# Extenders compared: Canon 1,4 III vs Kenko 1,4 DGX MC4 vs no extender



## photojoern.de (Jul 10, 2016)

I just received the Canon extender 1,4 Mark 3 version and hoped to improve my focal length of my combo 5 DS R and Canon 100-400 II L f4,0-5,6 to 560 mm f8,0. I compared photos with the Canon extender to photos with the Kenko 1,4 extender versus crops without the extender? Which combination is the best? I would say: none of the extenders did the job properly. 
What do you think? 
Did I miss anything? Do you have a better experience with any of the converters? See sample pictures and my methodology here:
http://photojoern.de/gear/canon-extender-14-real-world-test-canon-14-iii-vs-kenko-14-dgx-mc4/


----------



## hendrik-sg (Jul 10, 2016)

I did similar Trials with a 7dii, 1.4iii and 100-400ii, with the 7dii having similar Pixel density as your 5ds.

I hardly did get more Resolution than with the bare lens. with extender there is a loss from the extender, much decreased AF Performance, half shutter Speed or 2x ISO, and difraccion should begin to show up even at f8.0. On top it's more difficult to compose a Picture specially under time preassure.

So i got better results with the bare lens, just because the the risk of ruining an shot for any of the above reasons is much less. On the small display of the camera the exeeded range is looking spectacular of course.

generally, People (or at least me) tends to use extenders to much, in all than perfect lighting conditions cropping is less spectacular, but gives better results, at least for my possibly poor skillls.

Differet game was with a loaned 500 4.0 ii of course, here the 1.4x and even the 2x extender gives a benefit, but this is a different class of lens.

I kept the 1.4x for my 5d3, there it keeps is's promise, and replaces the (loaned) 7dii, at least for static subjects, and emergency use, but not for tracking BIF of course.


----------



## candc (Jul 10, 2016)

the canon extenders are good with the supertele primes. i have several brands of extenders that i have used with a variety of lenses and i have gotten mixed results. i don't have the combo you are using but i would have expected a bit better results with the canon 1.4xiii. there are copy variations with extenders just like lenses. with most lens/extender combos you will get significantly better iq if you stop down 1 stop.


----------



## Don Haines (Jul 10, 2016)

Dataset extract:
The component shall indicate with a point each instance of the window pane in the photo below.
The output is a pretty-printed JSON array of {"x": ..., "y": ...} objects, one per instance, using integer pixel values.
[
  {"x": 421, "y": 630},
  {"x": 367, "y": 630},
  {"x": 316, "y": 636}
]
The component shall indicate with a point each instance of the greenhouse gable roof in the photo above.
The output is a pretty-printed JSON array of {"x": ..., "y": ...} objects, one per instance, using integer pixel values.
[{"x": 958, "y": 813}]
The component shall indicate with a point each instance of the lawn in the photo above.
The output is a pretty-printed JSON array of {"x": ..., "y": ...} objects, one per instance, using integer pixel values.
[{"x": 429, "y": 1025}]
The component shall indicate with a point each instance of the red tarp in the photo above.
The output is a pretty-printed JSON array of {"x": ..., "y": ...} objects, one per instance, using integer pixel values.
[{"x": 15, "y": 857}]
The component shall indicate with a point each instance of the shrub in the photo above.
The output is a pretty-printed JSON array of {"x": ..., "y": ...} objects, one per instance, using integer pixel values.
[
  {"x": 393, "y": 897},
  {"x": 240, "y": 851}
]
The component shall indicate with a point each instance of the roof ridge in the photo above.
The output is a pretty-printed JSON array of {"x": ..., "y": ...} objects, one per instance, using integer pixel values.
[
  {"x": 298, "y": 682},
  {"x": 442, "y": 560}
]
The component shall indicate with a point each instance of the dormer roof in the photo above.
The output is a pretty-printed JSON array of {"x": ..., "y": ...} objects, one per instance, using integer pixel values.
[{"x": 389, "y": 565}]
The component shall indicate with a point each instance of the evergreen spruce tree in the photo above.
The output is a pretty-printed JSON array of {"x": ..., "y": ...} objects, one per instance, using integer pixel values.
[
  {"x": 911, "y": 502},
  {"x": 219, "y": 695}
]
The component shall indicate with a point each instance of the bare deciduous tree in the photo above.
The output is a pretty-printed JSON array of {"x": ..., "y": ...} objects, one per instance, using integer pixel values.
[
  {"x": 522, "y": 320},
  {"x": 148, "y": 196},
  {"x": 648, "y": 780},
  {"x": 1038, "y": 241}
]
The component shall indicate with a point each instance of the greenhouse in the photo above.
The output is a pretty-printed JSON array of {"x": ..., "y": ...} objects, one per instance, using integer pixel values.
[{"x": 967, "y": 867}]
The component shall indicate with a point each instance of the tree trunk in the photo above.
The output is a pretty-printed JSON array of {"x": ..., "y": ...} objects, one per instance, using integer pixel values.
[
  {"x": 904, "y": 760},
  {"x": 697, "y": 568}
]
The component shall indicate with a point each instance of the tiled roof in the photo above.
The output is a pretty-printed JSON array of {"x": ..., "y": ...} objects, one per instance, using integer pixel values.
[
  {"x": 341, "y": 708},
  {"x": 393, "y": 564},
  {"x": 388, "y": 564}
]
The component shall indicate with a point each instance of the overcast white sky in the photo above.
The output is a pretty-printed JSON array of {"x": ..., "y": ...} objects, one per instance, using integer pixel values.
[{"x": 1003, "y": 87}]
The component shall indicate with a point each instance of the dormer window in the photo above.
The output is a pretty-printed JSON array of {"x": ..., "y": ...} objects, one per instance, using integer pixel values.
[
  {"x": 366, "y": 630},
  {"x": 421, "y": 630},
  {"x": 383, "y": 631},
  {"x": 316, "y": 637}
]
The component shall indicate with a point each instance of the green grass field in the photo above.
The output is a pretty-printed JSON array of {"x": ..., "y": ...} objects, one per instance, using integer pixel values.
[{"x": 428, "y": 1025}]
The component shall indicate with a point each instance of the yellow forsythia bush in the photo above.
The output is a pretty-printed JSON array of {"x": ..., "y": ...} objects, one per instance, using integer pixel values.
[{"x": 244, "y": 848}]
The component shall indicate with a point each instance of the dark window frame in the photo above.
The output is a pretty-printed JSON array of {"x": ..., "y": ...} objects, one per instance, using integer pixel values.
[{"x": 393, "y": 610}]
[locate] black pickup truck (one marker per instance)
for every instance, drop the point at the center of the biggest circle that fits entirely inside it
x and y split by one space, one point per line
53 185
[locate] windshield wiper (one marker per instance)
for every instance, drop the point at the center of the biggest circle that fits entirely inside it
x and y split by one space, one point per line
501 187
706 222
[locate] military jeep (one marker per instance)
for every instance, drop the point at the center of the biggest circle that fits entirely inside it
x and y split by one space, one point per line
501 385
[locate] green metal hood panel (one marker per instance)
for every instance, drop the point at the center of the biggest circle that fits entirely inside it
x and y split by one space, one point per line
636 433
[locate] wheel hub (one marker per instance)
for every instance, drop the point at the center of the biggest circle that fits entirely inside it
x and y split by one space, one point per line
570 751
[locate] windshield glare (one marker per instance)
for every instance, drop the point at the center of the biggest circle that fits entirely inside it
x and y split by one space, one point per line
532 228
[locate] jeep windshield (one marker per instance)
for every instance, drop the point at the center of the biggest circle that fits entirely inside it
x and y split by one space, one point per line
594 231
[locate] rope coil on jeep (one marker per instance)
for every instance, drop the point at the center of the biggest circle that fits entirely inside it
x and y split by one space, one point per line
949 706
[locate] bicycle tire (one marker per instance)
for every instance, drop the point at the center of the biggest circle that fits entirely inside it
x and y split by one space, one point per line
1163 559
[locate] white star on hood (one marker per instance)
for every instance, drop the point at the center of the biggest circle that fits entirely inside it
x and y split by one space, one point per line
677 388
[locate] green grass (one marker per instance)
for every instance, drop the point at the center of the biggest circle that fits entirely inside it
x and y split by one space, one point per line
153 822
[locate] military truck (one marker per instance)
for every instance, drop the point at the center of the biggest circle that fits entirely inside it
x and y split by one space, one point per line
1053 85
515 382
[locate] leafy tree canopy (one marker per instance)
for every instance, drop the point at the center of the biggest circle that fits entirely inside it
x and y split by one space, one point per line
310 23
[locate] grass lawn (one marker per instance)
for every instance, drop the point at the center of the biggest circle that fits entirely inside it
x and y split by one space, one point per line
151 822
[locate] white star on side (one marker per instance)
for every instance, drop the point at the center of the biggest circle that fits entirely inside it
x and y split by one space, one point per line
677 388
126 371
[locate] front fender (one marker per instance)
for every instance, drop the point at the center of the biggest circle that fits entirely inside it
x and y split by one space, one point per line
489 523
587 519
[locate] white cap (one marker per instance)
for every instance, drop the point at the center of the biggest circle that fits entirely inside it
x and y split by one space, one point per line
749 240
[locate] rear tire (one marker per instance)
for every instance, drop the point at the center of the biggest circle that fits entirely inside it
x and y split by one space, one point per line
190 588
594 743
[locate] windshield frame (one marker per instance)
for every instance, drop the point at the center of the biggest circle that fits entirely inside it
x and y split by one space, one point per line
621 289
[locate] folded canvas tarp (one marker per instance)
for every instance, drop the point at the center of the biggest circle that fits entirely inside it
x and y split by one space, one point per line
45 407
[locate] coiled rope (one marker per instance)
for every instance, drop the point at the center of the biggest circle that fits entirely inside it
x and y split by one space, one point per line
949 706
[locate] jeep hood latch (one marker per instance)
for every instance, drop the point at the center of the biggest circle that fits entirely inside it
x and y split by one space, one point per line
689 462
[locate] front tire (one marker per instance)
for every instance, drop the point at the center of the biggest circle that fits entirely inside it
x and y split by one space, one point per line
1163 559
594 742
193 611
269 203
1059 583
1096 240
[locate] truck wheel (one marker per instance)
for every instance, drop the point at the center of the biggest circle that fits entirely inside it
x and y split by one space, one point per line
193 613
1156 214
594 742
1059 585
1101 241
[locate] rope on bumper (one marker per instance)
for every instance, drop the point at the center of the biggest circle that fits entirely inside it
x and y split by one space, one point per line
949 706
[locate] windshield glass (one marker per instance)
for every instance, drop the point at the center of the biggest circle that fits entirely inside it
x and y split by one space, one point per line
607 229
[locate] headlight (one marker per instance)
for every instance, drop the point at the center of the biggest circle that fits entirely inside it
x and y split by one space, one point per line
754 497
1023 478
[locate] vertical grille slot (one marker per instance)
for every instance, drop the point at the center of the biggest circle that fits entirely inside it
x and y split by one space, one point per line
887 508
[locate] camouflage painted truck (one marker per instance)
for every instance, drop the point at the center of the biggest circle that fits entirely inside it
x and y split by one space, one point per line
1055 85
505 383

What is needed: Repeat everything in the extenders thread from "generally, People (or" down to "possibly poor skillls.", word for word. The rows play no part in what comes next.

Final result:
generally, People (or at least me) tends to use extenders to much, in all than perfect lighting conditions cropping is less spectacular, but gives better results, at least for my possibly poor skillls.